_Records shown_
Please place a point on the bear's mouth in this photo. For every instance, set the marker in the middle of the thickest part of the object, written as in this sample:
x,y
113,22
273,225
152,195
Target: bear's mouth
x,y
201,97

==

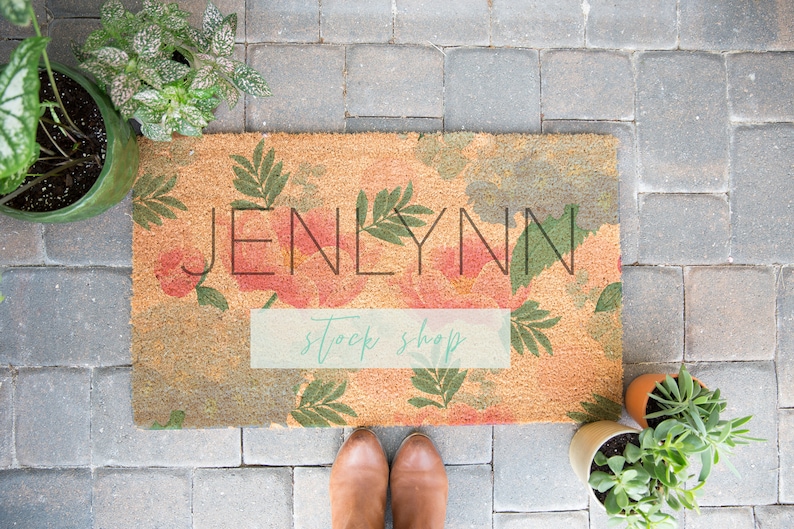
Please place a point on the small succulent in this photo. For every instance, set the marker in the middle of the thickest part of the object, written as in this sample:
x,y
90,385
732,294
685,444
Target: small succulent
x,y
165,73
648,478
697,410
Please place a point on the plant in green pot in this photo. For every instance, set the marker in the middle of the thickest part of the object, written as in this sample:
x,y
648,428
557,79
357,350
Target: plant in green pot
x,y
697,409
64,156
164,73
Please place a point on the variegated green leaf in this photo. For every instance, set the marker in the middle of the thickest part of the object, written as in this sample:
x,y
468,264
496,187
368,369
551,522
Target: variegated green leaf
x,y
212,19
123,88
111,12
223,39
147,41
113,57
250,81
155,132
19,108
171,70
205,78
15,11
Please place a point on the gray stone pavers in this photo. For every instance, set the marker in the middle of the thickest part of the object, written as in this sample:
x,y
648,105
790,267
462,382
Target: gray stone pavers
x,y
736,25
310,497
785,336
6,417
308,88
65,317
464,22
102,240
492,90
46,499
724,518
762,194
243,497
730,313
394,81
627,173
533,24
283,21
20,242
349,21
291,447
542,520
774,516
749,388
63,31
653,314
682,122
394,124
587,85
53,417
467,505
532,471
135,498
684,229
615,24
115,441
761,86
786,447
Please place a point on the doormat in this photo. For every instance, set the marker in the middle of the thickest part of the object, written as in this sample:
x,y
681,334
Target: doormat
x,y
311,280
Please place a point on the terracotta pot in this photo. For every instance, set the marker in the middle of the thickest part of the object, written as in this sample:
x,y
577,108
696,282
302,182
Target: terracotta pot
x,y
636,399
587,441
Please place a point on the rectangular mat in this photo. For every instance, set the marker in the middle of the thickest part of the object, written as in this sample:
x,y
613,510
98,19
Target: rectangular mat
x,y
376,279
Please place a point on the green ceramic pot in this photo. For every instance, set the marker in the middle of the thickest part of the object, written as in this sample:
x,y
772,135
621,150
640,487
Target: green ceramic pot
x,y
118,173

---

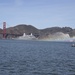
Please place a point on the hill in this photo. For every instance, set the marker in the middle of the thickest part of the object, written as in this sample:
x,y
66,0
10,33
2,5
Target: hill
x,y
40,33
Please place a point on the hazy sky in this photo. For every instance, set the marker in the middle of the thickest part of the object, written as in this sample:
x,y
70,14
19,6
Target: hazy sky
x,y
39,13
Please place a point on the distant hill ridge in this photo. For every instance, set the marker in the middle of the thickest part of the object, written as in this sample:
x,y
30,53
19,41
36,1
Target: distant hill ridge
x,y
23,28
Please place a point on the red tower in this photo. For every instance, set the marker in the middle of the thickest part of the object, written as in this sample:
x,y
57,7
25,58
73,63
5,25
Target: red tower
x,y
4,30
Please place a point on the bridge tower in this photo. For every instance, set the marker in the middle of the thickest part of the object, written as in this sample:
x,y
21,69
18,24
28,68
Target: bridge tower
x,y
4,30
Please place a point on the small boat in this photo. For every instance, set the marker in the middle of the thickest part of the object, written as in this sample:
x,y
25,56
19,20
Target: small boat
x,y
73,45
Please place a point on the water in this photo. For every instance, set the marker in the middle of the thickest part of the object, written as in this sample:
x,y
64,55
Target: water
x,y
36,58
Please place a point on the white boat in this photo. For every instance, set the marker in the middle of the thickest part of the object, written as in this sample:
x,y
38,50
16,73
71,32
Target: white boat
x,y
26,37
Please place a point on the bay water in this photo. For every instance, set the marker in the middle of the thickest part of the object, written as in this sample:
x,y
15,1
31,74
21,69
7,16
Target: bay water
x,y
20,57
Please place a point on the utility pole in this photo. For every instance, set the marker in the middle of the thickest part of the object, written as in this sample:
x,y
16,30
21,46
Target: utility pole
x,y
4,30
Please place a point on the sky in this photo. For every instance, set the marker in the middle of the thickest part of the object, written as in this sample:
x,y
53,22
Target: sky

_Given task_
Please extract the stretch of the records from the line containing "Please place a point on the sky" through the line containing "Target: sky", including both of those lines, and reproduce it unchanged.

_Answer to the problem_
Please place a point on the sky in this photo. For every instance, set the marker in the middle of the thickest part of the object, written as in this sample:
x,y
53,22
Target: sky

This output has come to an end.